REQUIRED ACTION 1 ::
Condense the paragraph of the POI performance thread beginning "The Code from xmlbeans" into one or two sentences, keeping its main facts.
REQUIRED ACTION 2 ::
In the POI performance thread, where does Nick Burch say to look for the flag that turns on line numbers?
REQUIRED ACTION 3 ::
Carry on the POI performance thread from its final line.

-- PROVIDED TEXT follows --

RE: Performance Question with CTSheetDataImpl.java

Nick Burch-11
On Thu, 6 May 2010, [hidden email] wrote:
> Quick question on this, I need to recompile with Line numbers on (for
> the debugger). Do you know how I can do that.

You'll need to check the xmlbeans documentation. I've no idea what the
flag you'll need to pass to the xmlbeans ant task is off the top of my
head.

Nick

---------------------------------------------------------------------
To unsubscribe, e-mail: [hidden email]
For additional commands, e-mail: [hidden email]

Reply | Threaded
Open this post in threaded view
|

RE: Performance Question with CTSheetDataImpl.java

Bryce.Alcock

Just in keeping anyone interested in-tune to what I am finding:
(Slowly plodding forward)

The Code from xmlbeans  (XmlComplexContentImpl.java)
has a tight loop, that scales as O(n) for a single match,
and the way XMLBeans is being used within POI causes a scaling of
O(n^2) because each row has hits this method.

this is significant.
If This could be re-written to be O(1) or at least O(log n)  then
POI would scale linearly (or log linearly) with spreadsheet size.

We may need to engage the XMLBean folks on this matter.

-- PROVIDED TEXT concluded --
-- DATA EXCERPTS follows --

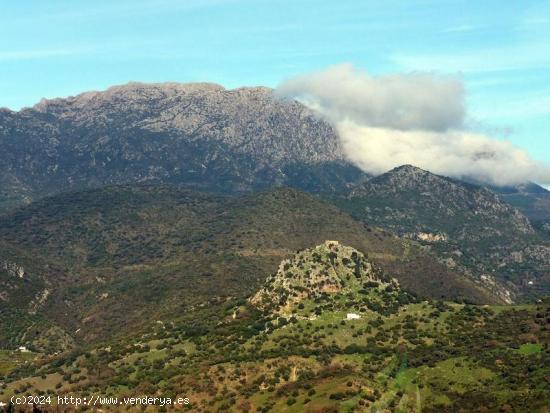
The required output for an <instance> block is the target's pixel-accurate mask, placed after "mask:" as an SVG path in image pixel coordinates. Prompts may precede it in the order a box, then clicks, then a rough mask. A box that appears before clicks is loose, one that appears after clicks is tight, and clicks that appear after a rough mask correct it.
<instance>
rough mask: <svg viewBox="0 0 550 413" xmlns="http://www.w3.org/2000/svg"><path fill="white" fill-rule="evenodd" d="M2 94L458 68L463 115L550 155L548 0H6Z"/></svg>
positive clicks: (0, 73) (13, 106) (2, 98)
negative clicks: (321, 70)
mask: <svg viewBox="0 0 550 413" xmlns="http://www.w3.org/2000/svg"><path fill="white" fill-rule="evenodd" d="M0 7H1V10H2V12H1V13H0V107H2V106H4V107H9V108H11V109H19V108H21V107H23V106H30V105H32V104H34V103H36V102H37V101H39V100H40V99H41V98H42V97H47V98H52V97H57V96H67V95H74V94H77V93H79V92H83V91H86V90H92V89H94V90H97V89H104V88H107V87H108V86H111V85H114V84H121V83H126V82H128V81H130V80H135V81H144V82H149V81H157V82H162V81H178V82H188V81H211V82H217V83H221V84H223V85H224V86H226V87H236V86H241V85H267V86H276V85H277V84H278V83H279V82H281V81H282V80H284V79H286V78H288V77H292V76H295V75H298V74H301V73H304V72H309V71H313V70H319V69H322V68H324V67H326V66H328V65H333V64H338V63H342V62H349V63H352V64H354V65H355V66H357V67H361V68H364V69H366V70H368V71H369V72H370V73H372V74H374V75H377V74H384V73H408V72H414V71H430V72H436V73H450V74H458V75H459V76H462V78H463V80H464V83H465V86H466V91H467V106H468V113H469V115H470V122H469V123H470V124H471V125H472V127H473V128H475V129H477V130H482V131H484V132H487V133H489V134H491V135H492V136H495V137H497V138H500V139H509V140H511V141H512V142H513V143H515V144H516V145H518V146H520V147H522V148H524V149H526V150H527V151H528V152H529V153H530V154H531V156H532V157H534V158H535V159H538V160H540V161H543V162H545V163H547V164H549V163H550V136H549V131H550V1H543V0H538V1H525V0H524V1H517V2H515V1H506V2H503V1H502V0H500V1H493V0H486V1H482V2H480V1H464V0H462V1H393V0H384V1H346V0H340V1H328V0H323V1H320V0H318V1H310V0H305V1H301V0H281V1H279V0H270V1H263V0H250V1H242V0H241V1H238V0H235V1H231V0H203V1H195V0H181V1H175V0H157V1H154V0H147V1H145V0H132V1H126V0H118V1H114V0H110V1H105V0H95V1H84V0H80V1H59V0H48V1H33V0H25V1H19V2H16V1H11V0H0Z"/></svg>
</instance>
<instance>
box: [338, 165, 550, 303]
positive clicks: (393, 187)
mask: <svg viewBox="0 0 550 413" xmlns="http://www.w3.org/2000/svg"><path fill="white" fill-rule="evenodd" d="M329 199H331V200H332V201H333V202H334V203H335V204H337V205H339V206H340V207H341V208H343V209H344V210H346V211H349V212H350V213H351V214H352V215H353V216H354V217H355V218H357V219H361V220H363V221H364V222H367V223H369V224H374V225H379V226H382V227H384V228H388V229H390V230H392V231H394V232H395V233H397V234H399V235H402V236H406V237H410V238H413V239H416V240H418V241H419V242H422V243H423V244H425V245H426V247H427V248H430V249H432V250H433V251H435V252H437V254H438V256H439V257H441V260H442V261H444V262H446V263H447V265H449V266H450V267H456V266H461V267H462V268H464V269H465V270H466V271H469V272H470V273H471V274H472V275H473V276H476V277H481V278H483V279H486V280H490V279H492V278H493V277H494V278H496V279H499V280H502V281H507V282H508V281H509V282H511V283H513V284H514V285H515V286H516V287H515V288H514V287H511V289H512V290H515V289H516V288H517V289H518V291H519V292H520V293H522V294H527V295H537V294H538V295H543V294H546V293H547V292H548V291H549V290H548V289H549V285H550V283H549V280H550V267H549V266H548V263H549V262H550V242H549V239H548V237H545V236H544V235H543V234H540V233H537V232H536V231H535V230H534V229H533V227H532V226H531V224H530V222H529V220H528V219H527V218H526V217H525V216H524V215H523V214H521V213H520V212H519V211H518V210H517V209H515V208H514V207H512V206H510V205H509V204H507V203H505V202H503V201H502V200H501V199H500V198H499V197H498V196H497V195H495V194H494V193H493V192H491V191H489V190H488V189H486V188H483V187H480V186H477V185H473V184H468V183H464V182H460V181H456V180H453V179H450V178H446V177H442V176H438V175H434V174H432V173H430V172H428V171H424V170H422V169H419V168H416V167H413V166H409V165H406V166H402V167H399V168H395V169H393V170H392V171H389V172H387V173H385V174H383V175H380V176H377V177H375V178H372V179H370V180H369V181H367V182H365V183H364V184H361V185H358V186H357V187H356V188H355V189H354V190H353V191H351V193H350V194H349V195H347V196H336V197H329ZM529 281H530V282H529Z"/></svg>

-- DATA EXCERPTS concluded --

TASK RESULT 1 ::
A tight loop in the xmlbeans file XmlComplexContentImpl.java scales as O(n) for a single match. Because POI calls this method for every row, its overall scaling becomes O(n^2).

TASK RESULT 2 ::
In the xmlbeans documentation.

TASK RESULT 3 ::
OR SOMEONE with a really strong algorithms background...

Please let me know if we can figure out how to proceed with this:
(I WOULD LIKE TO GET THE BEST PEOPLE ENGAGED as I think this could
have a significant impact on POI's usability)

 
CODE:   STARTING at Line 1137 of org.apache.xmlbeans.impl.values.XmlComplexContentImpl.java
-------------------------------------------------------------------------------------------
                // The new object matches what already exists in the array
                // Heuristic: we optimize for the case where the new elements
                // in the array are the same as the existing elements with
                // potentially new elements inserted

                // First insert the new element in the array at position 0
                int j = 0;
                for ( j = 0; j < i; j++ )
                {
                    TypeStoreUser user = store.insert_element_user( elemName, j );
                    ((XmlObjectBase) user).set( sources[j] );
                }
                for ( i++, j++; i < sources.length; i++, j++)
                {
                    XmlCursor c = sources[i].isImmutable() ? null : sources[i].newCursor();
                    if (c != null && c.toParent() && c.getObject() == this)
                    {
                        c.dispose();
                        current = store.find_element_user( elemName, j );
                        if (current == sources[i])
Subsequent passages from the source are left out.